--- start of ENTRIES SHOWN ---

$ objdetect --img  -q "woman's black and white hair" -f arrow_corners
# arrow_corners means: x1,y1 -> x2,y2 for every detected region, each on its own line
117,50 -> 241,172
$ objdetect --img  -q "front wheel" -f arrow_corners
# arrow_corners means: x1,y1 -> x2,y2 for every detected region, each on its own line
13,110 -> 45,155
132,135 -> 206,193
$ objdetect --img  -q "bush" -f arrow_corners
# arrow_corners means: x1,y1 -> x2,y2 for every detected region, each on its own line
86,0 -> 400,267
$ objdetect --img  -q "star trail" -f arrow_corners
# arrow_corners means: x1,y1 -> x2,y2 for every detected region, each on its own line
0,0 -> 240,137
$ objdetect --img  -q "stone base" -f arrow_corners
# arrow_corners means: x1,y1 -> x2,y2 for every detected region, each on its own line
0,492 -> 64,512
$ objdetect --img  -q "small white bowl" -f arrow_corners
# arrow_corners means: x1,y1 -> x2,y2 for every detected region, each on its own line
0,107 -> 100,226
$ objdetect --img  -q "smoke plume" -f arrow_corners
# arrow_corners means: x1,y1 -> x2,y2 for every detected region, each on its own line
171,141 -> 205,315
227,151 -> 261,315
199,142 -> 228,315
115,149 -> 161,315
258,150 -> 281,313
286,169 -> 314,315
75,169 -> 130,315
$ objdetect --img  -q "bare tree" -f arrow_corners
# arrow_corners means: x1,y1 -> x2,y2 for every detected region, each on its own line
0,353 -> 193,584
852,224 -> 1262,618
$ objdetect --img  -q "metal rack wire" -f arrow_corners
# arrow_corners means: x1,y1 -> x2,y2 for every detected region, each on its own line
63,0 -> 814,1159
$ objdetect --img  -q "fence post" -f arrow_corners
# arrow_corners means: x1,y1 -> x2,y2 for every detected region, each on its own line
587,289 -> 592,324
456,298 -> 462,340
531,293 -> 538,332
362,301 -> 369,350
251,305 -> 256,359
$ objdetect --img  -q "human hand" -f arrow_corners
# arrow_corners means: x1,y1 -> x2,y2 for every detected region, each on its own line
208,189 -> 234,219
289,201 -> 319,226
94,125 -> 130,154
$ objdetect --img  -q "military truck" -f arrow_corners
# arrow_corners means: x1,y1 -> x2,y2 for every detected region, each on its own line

--- end of ENTRIES SHOWN ---

» TASK DIRECTIONS
Render every line of the listing above as a numbered list, omitting any blank lines.

» COMPLETED EXERCISE
1. $ objdetect --img  -q "woman's black and white hair" -f arrow_corners
2. # arrow_corners means: x1,y1 -> x2,y2 for every detected region, each on its own line
3. 117,50 -> 241,172
4. $ objdetect --img  -q "front wheel" -f arrow_corners
5. # arrow_corners means: x1,y1 -> x2,y2 for every detected region, each on its own line
6. 13,110 -> 45,155
7. 132,135 -> 206,193
8. $ objdetect --img  -q "bush" -f arrow_corners
9. # arrow_corners means: x1,y1 -> x2,y2 for every detected region, each on its own line
10. 86,0 -> 400,267
11. $ objdetect --img  -q "star trail" -f arrow_corners
12. # arrow_corners means: x1,y1 -> x2,y2 for every detected region, each on its own line
13. 0,0 -> 240,137
14. $ objdetect --img  -q "stone base" -f arrow_corners
15. # arrow_corners means: x1,y1 -> x2,y2 for every detected region, each on its own line
16. 0,492 -> 64,512
17. $ objdetect --img  -q "small white bowl" -f arrow_corners
18. # arrow_corners means: x1,y1 -> x2,y2 for every detected region, each on its own line
19. 0,107 -> 100,226
20. $ objdetect --img  -q "smoke plume" -f arrow_corners
21. # arrow_corners means: x1,y1 -> x2,y2 for every detected region, each on its own line
22. 171,141 -> 205,315
23. 227,151 -> 261,315
24. 199,142 -> 228,315
25. 115,149 -> 161,315
26. 258,150 -> 281,313
27. 286,169 -> 314,315
28. 75,169 -> 130,315
29. $ objdetect --img  -q "bare tree" -f arrow_corners
30. # arrow_corners means: x1,y1 -> x2,y2 for every detected region, each on its own line
31. 0,353 -> 193,584
32. 852,224 -> 1262,618
33. $ objdetect --img  -q "metal rack wire" -f arrow_corners
34. # arrow_corners means: x1,y1 -> x2,y2 for every detected region, each on its own line
35. 63,0 -> 814,1159
36. $ objdetect --img  -q "fence post" -f arrow_corners
37. # arrow_corners means: x1,y1 -> x2,y2 for every detected region, each on its own line
38. 587,289 -> 592,324
39. 456,298 -> 462,340
40. 531,293 -> 538,332
41. 362,301 -> 369,350
42. 251,305 -> 256,359
43. $ objdetect --img  -q "human hand" -f arrow_corners
44. # arrow_corners means: x1,y1 -> x2,y2 for every detected region, each on its own line
45. 208,189 -> 234,219
46. 289,201 -> 319,226
47. 94,125 -> 130,154
48. $ objdetect --img  -q "military truck" -f arrow_corners
49. # arrow_corners means: x1,y1 -> x2,y2 for every detected region, each on its own line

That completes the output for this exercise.